Hektoen International

A Journal of Medical Humanities

The talented Dr. Cotton and other quacks

Philip R. Liebson
Chicago, Illinois, United States

 

Portrait of Henry Andrews Cotton
Portrait of Henry Andrews Cotton from Appleton’s Cyclopædia of American Biography. 1924. Via Wikimedia.

Over the centuries there has been a surfeit of talented medical quacks in all parts of the world. The word “quack,” indeed, is derived from the archaic Dutch word “quacksalver,” meaning “boaster who applies a salve.” A closely associated German word, “Quacksalber,” means “questionable salesperson.” In medical parlance it means a person who claims he has knowledge he does not have. Bordering on quackery was the promotion in the nineteenth century of patent medicines that clearly offered no benefit. Also, for many years children were given a teaspoonful of cod liver oil without a scrap of evidence that it would decrease the incidence of influenza.

An example of the extent to which quackery could be pervasive even in the twentieth century was the case of Dr. John Brinkley (1885-1942), who became known as the “goat gland” doctor. He obtained his medical degree from a diploma mill, and then widely used goat testicle transplantation to cure impotence in humans. Despite his medical license for practice in Kansas being stripped, he ran for and almost won the governorship of that state. He ran several hospitals and had a powerful radio station at the Mexican border where he could broadcast across a large area of the southwestern United States.

It was in psychiatry that quackery has been most easy, because until recently treatments were neither effective nor based on scientific evidence. A classical example of this was Henry Cotton, superintendent of the Trenton Psychiatric Hospital in New Jersey from 1907 to 1930. He claimed that removing infected teeth from patients could cure their psychiatric conditions, which he believed were caused by infections. He claimed to have an 85% cure rate but his surgical mortality was at least 30%. He also attempted cures by removing tonsils, ovaries, and spleens. On a positive note, at least he did eliminate physical restraints. And he achieved international fame from his treatments and lectured widely.

Point localization data
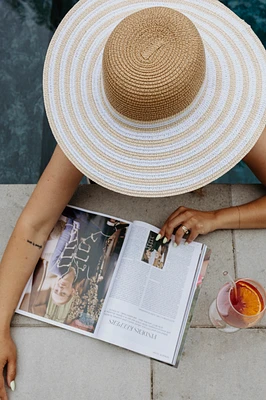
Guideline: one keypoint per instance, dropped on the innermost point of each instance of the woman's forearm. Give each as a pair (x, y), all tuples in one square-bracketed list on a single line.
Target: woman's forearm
[(52, 193), (19, 260), (246, 216)]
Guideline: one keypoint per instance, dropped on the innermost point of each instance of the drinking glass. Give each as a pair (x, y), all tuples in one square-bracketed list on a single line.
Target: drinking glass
[(239, 304)]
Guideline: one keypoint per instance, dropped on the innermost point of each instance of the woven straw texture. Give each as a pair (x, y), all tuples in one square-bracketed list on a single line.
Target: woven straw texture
[(162, 157)]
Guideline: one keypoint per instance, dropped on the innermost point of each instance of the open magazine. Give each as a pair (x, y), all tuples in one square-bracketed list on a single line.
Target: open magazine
[(111, 280)]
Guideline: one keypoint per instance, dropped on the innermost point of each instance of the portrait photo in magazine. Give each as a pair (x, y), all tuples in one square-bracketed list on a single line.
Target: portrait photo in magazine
[(155, 252), (73, 275)]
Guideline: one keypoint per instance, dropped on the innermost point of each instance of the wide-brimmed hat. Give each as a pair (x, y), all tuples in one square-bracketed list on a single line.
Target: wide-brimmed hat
[(154, 99)]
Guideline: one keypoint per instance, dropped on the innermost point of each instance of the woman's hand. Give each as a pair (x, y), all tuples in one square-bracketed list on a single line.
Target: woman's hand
[(8, 358), (194, 221)]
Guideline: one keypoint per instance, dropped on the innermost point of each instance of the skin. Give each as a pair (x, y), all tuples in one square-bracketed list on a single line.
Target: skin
[(52, 193)]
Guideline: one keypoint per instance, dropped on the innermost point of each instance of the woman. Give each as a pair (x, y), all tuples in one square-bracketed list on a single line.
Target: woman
[(179, 164)]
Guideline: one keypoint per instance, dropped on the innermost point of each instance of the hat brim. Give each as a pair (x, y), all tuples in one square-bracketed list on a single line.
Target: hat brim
[(170, 156)]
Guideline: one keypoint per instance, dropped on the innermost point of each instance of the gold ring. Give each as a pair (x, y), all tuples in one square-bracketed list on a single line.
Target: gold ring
[(185, 229)]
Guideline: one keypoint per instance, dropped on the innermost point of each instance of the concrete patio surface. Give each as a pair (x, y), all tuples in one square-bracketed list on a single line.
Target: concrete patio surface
[(55, 364)]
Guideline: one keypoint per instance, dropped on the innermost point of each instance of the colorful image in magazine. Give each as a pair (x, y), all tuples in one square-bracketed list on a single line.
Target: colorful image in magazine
[(155, 252), (73, 275)]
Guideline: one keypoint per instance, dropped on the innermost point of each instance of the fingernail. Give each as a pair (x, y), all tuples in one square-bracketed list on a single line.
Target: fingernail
[(13, 386)]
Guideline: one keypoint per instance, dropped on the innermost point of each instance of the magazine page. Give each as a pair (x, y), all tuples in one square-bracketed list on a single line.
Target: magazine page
[(71, 279), (148, 300), (191, 305)]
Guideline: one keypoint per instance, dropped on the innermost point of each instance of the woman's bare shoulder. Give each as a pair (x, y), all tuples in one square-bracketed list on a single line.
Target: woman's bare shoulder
[(53, 191)]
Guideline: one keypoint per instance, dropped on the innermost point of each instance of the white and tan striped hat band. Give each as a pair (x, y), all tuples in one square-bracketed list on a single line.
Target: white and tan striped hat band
[(160, 103)]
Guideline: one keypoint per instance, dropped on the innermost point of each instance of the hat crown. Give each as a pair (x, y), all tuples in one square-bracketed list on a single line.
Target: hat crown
[(153, 64)]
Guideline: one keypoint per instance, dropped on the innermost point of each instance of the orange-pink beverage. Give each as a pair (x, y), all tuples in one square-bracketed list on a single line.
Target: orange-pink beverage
[(243, 305)]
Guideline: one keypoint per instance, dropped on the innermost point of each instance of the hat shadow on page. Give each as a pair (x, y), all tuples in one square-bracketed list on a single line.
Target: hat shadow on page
[(159, 104)]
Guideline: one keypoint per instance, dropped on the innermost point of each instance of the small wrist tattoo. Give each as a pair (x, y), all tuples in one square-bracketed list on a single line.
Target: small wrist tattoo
[(34, 244)]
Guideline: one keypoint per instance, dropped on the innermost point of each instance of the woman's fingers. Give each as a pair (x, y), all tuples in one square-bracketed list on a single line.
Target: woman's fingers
[(189, 223), (178, 218)]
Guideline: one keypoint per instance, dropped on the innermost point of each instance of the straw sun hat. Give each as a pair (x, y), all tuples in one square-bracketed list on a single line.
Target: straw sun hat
[(152, 98)]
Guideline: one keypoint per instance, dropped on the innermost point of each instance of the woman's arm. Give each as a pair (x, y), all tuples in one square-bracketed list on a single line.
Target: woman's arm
[(246, 216), (52, 193)]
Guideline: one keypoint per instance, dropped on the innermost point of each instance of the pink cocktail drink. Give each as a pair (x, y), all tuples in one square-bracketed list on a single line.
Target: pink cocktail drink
[(241, 305)]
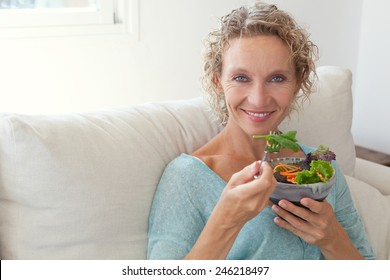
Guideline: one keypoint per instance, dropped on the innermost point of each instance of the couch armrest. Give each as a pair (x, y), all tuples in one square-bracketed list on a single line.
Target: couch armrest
[(375, 174)]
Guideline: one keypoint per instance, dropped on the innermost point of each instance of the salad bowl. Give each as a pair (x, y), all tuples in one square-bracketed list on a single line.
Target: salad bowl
[(295, 192)]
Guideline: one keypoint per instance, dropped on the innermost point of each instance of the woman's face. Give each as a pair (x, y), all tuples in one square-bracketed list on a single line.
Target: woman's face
[(259, 83)]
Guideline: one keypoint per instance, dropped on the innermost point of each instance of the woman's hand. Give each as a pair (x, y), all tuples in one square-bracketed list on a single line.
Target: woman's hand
[(316, 224), (241, 200), (243, 197)]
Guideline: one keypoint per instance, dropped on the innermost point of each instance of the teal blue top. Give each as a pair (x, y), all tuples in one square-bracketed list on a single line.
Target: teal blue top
[(187, 193)]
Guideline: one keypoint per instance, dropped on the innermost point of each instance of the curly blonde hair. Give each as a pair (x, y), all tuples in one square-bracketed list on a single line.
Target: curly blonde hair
[(248, 21)]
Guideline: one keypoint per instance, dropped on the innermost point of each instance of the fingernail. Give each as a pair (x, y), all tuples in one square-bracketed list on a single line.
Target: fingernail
[(282, 204), (304, 202), (252, 167)]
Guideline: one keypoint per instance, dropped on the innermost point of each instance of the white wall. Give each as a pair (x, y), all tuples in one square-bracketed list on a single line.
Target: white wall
[(372, 99), (55, 75)]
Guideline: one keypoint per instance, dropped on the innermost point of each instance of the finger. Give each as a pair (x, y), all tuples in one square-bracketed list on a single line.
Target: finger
[(313, 205), (297, 211), (245, 175)]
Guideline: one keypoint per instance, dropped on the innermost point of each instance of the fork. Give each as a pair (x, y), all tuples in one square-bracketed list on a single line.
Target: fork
[(268, 150)]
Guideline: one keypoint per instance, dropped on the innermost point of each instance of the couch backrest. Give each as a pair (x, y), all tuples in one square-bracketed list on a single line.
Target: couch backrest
[(80, 186)]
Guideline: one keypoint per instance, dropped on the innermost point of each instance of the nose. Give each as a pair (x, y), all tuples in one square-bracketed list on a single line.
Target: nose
[(258, 95)]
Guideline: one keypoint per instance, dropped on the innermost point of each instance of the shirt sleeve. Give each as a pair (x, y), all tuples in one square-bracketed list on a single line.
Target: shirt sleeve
[(174, 222), (348, 216)]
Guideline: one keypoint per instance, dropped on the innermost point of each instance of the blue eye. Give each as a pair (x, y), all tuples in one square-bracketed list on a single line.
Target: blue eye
[(277, 79), (240, 78)]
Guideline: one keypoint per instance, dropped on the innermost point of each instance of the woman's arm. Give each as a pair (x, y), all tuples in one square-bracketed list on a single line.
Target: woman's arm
[(242, 199)]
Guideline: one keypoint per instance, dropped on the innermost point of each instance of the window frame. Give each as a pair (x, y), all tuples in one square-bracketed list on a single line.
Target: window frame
[(116, 17)]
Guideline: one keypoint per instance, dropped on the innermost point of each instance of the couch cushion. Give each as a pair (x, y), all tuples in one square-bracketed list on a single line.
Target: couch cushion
[(327, 117), (374, 209), (80, 186)]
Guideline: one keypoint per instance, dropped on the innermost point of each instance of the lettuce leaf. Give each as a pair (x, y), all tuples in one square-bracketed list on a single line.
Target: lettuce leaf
[(320, 171)]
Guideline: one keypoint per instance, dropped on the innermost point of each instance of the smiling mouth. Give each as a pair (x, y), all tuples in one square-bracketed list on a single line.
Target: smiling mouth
[(258, 116)]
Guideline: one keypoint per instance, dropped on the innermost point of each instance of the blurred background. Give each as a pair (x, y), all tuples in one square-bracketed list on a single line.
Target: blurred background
[(156, 54)]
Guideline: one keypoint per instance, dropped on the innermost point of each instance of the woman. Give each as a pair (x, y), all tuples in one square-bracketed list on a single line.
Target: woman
[(207, 205)]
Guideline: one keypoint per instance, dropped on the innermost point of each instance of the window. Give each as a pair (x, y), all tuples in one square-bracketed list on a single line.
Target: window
[(31, 18)]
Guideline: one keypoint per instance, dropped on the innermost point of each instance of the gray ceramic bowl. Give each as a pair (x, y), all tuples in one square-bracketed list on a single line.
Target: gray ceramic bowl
[(295, 192)]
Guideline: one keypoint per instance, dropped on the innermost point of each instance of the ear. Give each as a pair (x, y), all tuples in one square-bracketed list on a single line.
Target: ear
[(217, 82)]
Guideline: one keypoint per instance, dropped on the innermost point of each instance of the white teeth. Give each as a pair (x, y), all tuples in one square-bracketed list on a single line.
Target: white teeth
[(258, 115)]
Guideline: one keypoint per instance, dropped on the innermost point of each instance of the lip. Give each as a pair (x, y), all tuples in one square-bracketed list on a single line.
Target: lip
[(258, 116)]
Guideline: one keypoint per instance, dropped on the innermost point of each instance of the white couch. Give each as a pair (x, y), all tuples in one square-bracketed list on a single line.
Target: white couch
[(80, 186)]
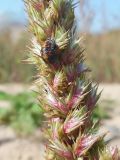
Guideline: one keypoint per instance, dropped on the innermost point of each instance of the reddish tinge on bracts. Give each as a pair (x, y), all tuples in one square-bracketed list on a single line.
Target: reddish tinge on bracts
[(65, 93)]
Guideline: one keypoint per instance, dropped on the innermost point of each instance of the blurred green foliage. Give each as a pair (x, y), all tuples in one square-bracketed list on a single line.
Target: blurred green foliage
[(13, 51), (103, 56), (24, 115)]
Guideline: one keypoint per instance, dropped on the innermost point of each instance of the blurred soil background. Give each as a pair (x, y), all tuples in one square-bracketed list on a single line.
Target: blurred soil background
[(21, 118)]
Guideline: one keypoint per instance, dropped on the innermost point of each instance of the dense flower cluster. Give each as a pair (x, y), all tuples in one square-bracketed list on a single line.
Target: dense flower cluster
[(66, 95)]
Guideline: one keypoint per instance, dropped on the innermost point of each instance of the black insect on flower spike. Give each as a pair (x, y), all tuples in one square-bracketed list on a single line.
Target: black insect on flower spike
[(49, 50)]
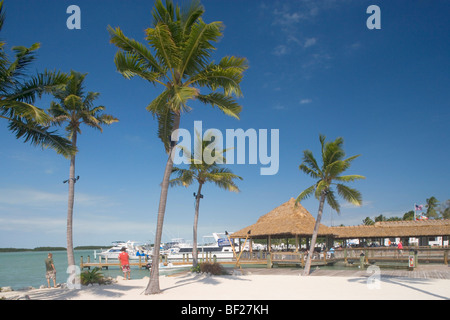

Exercise
Please continue the article on medical quacks and Henry Cotton, picking up right after its final sentence.

Result for this exercise
Cotton was by no means a product of a diploma mill. He studied medicine at Johns Hopkins and the University of Maryland with Adolf Meyer, a prominent psychiatrist and a leader in American psychiatry. Meyer himself, among other psychiatrists at the time, considered that focal infections may have some bearing on psychotic episodes. He had visited Cotton at the Trenton Psychiatric Clinic and in 1924 had one of his former students, Dr. Phyllis Greenacre, evaluate Cotton’s findings and techniques. She visited the clinic, had concerns about Cotton’s evaluations, and found the medical records unsatisfactory. When later patients and their families became concerned about these surgical treatments, this led to an investigation by the New Jersey Senate. Nevertheless, the hospital directors strongly supported Cotton. Even the New York Times reported in 1925 that eminent physicians praised the hospital as the most progressive institution in the world for treatment of the insane.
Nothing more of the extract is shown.